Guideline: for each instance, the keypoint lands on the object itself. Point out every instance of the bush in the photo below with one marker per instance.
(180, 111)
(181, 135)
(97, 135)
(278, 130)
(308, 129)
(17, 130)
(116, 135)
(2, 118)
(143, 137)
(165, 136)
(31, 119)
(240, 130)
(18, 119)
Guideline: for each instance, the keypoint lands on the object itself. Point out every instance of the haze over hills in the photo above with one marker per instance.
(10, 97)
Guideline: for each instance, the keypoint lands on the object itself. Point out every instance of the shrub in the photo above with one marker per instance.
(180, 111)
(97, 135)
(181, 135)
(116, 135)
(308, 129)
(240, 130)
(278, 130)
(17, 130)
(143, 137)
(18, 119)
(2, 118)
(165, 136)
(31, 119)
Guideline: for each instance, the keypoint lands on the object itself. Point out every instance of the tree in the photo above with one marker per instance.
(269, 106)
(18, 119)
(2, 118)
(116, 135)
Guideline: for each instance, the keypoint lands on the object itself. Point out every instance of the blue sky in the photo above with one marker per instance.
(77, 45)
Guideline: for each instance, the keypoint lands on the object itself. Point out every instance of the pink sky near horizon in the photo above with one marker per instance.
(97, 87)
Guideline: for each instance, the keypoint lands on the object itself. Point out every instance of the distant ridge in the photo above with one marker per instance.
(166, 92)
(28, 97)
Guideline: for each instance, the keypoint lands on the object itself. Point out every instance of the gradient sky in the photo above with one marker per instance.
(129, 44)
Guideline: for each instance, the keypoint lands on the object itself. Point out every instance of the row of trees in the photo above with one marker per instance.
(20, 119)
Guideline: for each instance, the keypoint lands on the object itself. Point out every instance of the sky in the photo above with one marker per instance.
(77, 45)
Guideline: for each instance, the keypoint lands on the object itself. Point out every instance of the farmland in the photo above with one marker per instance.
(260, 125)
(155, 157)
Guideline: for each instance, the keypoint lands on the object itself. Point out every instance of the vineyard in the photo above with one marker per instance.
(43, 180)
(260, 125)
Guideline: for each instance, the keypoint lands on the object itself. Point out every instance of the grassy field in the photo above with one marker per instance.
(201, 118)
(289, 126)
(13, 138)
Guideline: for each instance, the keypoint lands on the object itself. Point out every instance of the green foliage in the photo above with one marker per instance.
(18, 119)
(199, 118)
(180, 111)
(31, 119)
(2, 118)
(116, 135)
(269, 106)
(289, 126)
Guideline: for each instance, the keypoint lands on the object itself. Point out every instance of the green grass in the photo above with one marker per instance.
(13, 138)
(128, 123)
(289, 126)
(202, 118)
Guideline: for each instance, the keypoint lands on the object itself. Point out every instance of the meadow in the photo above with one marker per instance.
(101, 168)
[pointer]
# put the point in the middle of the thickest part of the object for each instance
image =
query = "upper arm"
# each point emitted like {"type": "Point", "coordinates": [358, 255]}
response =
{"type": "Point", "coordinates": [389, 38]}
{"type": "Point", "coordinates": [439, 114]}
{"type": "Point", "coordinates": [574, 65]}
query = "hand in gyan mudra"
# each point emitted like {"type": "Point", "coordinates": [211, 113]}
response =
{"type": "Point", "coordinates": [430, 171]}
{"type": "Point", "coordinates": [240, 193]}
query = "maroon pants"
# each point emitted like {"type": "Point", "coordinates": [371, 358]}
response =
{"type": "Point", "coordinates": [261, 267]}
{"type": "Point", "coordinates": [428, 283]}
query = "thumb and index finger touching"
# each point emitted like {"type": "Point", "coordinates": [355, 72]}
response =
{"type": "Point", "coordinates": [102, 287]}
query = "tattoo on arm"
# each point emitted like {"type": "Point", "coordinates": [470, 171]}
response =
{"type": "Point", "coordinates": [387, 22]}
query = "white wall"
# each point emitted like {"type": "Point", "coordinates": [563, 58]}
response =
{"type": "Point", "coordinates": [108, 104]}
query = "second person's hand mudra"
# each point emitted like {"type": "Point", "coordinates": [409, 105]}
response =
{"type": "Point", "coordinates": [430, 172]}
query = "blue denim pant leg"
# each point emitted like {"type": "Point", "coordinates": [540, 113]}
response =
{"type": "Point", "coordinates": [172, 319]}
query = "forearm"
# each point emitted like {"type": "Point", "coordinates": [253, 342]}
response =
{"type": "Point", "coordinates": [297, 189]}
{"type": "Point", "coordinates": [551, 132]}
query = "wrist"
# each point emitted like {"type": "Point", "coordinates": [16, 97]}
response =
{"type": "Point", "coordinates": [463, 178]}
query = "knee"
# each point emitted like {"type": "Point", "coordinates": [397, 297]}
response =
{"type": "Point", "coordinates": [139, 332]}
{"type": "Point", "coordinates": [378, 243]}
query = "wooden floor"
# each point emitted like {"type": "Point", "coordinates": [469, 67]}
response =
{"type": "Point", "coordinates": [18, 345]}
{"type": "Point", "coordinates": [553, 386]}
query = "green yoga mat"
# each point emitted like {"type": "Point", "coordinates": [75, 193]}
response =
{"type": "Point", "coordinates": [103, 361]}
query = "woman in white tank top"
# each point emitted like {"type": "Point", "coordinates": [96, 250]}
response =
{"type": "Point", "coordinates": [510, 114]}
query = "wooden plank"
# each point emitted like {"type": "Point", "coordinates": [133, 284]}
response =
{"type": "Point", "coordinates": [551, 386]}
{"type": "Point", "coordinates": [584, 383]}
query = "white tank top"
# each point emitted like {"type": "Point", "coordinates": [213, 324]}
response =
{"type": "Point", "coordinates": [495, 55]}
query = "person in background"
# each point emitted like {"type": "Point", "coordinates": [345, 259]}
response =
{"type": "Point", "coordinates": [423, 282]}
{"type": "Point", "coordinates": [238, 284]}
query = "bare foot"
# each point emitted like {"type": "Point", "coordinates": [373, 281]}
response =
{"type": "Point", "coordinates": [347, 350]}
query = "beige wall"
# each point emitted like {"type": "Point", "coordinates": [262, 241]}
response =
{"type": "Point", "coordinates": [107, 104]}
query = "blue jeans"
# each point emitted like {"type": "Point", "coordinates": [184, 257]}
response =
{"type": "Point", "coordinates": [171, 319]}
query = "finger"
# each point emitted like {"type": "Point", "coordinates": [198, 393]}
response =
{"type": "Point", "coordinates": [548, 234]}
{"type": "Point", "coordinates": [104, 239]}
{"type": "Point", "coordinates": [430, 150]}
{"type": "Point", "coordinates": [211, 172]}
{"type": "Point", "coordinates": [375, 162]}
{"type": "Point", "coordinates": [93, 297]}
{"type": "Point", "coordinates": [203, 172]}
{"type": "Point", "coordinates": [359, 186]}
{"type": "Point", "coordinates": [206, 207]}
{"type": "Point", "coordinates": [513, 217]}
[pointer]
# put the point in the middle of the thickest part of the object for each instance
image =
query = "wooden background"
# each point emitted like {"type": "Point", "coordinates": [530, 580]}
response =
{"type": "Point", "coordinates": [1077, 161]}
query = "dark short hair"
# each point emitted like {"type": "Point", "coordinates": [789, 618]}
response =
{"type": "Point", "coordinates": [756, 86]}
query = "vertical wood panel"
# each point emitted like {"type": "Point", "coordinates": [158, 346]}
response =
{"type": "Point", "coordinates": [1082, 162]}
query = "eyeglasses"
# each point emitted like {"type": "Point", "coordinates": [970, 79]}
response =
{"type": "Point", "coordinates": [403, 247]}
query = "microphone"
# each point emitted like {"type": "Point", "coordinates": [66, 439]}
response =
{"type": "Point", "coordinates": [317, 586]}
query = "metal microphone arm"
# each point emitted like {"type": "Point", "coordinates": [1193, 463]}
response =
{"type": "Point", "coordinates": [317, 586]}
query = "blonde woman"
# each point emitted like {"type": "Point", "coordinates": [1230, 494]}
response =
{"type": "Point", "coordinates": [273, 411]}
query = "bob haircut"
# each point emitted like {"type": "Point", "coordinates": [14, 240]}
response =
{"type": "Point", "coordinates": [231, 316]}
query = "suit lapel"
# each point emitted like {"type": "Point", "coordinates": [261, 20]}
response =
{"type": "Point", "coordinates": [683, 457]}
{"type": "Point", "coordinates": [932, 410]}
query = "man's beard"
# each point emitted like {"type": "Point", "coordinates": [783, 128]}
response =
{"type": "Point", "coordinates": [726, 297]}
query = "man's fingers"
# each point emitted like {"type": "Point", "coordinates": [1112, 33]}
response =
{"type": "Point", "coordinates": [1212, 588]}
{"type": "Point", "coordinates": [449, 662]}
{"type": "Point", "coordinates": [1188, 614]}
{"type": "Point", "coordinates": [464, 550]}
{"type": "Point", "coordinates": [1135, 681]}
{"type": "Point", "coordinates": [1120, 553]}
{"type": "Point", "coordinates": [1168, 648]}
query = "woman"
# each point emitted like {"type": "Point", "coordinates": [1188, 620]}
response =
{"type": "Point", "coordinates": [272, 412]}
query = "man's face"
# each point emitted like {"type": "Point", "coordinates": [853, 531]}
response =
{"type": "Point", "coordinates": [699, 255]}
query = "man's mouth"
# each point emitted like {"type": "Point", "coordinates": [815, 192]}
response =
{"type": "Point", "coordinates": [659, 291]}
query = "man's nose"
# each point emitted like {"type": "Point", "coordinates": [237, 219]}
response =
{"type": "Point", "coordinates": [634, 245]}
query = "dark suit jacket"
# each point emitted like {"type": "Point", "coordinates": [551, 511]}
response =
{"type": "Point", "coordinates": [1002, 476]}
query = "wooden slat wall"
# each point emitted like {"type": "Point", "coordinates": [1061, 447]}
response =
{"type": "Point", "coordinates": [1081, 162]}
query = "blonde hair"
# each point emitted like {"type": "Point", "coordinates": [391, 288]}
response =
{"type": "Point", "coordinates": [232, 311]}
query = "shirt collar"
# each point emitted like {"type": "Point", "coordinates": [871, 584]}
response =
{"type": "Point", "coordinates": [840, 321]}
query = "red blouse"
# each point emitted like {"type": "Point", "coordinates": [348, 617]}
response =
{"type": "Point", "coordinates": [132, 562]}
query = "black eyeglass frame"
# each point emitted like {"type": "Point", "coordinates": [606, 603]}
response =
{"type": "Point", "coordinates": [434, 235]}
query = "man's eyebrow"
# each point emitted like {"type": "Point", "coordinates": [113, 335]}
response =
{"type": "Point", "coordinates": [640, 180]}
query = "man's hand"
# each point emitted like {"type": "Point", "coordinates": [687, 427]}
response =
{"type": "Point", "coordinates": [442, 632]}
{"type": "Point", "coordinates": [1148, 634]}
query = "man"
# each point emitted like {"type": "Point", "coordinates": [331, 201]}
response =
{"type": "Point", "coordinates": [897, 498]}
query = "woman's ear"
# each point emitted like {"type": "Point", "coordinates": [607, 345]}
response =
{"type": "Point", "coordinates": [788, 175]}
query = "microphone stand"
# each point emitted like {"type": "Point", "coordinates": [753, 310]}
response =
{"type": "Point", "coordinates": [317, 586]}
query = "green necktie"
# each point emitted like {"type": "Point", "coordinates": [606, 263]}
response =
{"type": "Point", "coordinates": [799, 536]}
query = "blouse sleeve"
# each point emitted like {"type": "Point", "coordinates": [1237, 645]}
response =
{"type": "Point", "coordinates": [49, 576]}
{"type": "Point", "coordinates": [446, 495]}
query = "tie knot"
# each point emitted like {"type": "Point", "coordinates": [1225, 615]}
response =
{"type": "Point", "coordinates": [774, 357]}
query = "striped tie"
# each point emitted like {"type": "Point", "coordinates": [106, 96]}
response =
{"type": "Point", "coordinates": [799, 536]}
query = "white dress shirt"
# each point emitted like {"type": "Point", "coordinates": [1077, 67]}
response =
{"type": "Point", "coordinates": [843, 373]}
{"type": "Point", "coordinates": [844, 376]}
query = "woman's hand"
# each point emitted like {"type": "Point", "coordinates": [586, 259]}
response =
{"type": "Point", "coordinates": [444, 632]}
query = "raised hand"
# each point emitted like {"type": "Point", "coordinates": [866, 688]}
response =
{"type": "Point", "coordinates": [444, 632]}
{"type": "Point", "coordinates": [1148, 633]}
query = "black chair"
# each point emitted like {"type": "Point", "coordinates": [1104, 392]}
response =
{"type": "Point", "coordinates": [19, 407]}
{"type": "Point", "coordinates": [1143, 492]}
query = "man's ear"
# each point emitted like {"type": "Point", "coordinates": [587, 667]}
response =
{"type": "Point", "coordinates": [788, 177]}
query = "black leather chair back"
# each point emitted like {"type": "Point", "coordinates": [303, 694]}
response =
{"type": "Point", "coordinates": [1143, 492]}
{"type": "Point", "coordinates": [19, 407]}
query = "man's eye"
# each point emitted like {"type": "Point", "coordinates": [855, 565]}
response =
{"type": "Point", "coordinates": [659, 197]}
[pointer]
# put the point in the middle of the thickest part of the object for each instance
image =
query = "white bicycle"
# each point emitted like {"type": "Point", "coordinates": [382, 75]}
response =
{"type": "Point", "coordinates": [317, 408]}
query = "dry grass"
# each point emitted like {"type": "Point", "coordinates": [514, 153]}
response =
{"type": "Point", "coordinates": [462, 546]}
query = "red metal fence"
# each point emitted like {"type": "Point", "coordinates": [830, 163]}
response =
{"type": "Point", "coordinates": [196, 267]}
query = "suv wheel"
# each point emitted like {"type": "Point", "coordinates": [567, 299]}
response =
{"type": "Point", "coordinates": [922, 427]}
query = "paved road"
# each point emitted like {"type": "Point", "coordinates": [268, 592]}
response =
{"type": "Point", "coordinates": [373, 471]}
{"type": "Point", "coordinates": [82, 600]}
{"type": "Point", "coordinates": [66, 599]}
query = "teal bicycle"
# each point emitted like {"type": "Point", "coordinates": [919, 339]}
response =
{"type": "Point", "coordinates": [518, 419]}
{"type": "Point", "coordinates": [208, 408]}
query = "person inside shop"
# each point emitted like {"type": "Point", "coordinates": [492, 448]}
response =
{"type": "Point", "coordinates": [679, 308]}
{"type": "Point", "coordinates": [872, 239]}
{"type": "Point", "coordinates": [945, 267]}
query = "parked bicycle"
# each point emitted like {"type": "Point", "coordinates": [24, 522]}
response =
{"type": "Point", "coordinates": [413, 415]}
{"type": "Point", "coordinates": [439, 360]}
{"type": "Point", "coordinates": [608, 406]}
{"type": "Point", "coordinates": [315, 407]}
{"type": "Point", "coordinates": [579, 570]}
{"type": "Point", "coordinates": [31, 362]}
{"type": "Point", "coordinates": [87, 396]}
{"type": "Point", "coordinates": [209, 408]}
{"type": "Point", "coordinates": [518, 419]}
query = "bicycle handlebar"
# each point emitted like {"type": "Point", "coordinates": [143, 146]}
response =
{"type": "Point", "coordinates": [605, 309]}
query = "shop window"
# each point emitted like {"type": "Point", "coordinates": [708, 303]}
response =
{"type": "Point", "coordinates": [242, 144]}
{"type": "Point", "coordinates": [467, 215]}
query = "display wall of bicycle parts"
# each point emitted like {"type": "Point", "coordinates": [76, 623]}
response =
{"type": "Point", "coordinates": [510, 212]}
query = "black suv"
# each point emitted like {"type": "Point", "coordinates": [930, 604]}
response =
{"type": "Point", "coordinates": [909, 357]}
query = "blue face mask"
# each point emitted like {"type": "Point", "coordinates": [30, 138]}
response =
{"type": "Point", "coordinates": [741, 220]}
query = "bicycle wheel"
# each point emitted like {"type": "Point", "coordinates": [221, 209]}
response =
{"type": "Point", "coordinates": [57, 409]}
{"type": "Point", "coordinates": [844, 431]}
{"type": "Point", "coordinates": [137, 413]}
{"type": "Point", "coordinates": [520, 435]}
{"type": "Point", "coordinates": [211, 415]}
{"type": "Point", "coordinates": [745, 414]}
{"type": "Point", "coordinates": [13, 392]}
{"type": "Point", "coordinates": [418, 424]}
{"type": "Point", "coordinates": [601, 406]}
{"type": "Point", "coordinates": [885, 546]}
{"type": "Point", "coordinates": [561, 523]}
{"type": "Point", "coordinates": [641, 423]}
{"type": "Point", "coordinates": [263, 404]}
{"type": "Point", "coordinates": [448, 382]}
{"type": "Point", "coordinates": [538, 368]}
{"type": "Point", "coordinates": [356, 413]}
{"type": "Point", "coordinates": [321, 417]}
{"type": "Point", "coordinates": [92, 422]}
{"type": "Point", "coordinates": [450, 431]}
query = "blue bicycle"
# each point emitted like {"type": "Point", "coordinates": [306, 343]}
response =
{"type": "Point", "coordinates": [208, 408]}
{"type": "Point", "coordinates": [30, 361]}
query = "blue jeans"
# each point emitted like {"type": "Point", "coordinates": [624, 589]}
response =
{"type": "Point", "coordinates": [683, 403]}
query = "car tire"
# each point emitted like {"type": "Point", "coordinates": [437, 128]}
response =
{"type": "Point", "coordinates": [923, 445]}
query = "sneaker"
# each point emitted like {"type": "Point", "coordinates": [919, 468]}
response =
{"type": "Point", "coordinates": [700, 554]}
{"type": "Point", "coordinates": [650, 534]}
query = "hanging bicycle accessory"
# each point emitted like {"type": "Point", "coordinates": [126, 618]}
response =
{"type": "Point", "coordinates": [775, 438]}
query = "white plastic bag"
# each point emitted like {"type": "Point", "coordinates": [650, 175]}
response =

_ _ _ _ _ _ _

EXERCISE:
Filter the listing for the word "person" and copy each line that has it.

ANSWER FOR THE TASK:
query = "second person's hand mudra"
query = "person in background"
query = "person inside shop"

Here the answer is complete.